Write out exactly the lines of the entries below from the one holding "Target: storage basket" to the one holding "If you could tag each instance of the framed", inclusive, and leave out all other lines.

##############################

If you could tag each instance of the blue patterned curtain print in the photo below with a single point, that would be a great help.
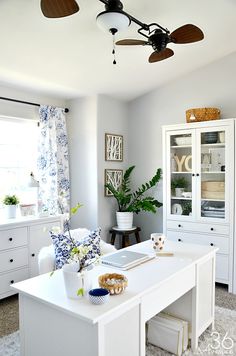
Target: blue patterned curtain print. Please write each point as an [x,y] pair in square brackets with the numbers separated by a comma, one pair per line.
[53,160]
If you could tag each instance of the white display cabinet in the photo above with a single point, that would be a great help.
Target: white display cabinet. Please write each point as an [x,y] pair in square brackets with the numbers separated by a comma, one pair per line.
[198,170]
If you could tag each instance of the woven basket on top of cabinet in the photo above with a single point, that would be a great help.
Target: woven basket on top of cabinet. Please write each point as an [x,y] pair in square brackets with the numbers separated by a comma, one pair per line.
[202,114]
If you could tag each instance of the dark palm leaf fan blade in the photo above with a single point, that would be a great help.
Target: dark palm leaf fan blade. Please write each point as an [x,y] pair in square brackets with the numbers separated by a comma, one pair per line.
[159,56]
[59,8]
[187,34]
[129,42]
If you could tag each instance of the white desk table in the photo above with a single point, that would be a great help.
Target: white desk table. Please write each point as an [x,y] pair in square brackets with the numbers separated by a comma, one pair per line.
[53,325]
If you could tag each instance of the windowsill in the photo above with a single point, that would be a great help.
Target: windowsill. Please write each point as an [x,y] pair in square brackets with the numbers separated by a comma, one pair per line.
[24,220]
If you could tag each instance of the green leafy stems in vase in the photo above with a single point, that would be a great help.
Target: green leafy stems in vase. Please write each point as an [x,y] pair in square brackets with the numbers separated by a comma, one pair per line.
[135,201]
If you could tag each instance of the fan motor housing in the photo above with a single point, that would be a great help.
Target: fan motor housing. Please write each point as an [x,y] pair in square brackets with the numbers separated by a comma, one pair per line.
[159,40]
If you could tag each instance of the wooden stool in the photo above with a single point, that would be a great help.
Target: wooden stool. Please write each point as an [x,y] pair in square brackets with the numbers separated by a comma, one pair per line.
[125,235]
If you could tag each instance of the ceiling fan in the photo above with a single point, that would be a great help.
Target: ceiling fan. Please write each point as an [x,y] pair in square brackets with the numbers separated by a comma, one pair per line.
[114,19]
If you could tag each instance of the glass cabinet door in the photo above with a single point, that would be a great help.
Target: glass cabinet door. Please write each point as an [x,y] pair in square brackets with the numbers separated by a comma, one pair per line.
[180,189]
[212,168]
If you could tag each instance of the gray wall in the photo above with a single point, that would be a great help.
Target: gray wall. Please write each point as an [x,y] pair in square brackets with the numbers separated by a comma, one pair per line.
[82,134]
[88,121]
[112,118]
[213,85]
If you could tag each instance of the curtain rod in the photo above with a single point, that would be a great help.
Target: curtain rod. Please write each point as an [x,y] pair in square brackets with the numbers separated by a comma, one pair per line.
[25,102]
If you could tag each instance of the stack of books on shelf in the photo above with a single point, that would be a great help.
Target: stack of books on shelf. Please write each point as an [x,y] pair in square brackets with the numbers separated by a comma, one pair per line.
[213,212]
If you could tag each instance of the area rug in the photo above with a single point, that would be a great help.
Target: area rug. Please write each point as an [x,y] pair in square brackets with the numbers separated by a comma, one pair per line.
[222,342]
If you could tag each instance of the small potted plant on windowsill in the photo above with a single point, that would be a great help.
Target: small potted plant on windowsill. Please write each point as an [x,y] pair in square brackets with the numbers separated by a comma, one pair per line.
[178,185]
[10,202]
[133,202]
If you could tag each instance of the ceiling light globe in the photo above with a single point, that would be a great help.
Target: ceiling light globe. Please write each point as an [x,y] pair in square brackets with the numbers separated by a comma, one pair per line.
[109,20]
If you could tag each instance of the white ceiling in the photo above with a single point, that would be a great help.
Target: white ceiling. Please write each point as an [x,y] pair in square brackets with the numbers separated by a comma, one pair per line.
[71,57]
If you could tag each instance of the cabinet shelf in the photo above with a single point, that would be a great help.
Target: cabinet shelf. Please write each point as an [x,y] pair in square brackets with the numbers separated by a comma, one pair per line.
[181,146]
[204,199]
[213,145]
[212,172]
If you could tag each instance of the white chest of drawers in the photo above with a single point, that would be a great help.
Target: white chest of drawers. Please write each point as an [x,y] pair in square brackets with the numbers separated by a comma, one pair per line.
[20,243]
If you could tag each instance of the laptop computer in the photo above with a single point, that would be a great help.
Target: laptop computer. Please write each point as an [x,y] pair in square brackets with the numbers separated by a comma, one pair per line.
[125,259]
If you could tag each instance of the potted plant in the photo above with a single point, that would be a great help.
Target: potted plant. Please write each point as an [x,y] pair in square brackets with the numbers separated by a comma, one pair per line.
[11,202]
[133,202]
[178,185]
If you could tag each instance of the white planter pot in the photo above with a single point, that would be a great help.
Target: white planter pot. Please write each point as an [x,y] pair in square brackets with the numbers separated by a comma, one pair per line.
[124,220]
[179,192]
[10,211]
[74,280]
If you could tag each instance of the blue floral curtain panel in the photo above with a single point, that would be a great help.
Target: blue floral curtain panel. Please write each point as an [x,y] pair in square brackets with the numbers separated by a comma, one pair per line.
[53,160]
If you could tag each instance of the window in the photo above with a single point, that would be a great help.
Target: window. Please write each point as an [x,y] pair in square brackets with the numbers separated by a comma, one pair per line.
[18,158]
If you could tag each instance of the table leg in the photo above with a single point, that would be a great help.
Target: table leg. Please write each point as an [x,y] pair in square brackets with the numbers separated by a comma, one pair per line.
[113,237]
[123,241]
[194,337]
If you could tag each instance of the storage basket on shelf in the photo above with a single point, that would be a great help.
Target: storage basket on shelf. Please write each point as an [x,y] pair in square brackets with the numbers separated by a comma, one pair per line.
[202,114]
[114,282]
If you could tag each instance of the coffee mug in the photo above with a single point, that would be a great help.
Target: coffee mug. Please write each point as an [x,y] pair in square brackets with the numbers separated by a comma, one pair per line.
[158,241]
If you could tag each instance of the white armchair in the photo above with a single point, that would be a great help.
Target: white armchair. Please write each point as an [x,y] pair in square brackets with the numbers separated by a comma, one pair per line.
[46,257]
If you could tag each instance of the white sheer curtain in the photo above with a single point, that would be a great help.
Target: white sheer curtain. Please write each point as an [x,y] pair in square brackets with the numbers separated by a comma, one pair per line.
[53,160]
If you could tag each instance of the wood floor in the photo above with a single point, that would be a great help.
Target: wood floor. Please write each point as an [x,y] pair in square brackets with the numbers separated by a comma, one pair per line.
[9,316]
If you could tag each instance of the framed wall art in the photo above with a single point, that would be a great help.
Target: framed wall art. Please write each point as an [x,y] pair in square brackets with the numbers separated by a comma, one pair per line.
[114,177]
[113,147]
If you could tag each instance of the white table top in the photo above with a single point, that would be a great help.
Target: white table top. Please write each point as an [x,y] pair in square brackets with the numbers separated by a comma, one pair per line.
[141,280]
[25,220]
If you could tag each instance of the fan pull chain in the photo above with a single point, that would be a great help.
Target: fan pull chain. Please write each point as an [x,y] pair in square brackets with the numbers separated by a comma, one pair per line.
[114,50]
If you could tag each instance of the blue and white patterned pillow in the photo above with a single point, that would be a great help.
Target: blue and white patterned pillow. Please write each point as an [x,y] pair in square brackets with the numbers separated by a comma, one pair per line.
[63,247]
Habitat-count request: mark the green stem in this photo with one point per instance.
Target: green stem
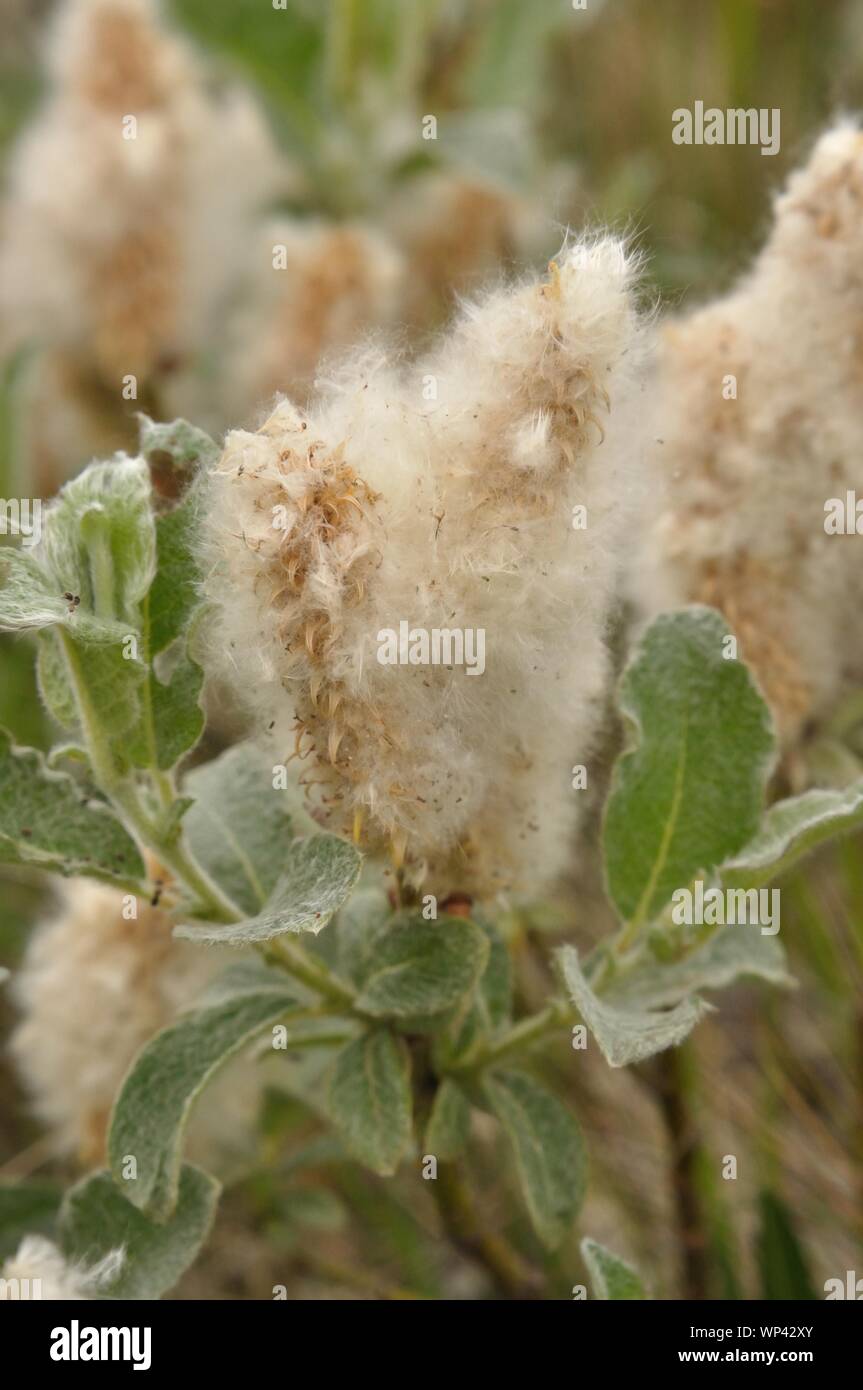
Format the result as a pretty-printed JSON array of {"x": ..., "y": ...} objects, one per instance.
[
  {"x": 102, "y": 759},
  {"x": 310, "y": 972},
  {"x": 102, "y": 574},
  {"x": 528, "y": 1032},
  {"x": 177, "y": 858}
]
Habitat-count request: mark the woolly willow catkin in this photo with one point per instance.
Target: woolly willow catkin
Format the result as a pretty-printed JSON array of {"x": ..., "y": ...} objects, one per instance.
[
  {"x": 442, "y": 495},
  {"x": 759, "y": 424}
]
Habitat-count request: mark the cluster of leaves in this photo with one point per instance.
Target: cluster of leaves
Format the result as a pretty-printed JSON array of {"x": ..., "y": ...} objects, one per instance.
[{"x": 418, "y": 1012}]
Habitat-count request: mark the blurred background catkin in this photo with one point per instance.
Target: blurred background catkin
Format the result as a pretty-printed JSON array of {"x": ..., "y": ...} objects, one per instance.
[{"x": 302, "y": 178}]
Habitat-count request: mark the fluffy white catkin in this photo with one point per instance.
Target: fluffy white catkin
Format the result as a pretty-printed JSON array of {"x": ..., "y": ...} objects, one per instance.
[
  {"x": 318, "y": 288},
  {"x": 39, "y": 1271},
  {"x": 118, "y": 239},
  {"x": 759, "y": 426},
  {"x": 93, "y": 987},
  {"x": 444, "y": 495}
]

##############################

*RESPONSE TO THE TASK:*
Target: storage basket on shelf. Please write each point as an [x,y] pair in square brackets with the numbers separated by a comma, one pair per line.
[202,114]
[114,282]
If you could tag each instance of the coffee mug in the photo above with a single point, that would be a great help.
Target: coffee mug. Please write each point as an [x,y] pair in square brackets with the numbers separated by a comma, one pair per line.
[158,241]
If you could tag each instance of the white armchair in the photo above with a single point, that would be a great help.
Target: white armchair. Please write each point as an [x,y] pair in square brackets with the numbers separated by a comma, one pair per line.
[46,257]
If you could tag each instance of the white sheer curtain in the photo above with a single point, that would be a great help.
Target: white sheer curtain. Please write each point as an [x,y] pair in square brackets with the numbers separated by a comma, one pair per line.
[53,160]
If you could tag each instance of the wood floor in the photo above with a single point, that would be a great help.
Target: wood floor. Please write each point as an [x,y] pair in square brackets with the numbers separated by a comma, one pair per line.
[9,316]
If you could tag each instance of the framed wall art in the photo above with a single point, that would be a great help.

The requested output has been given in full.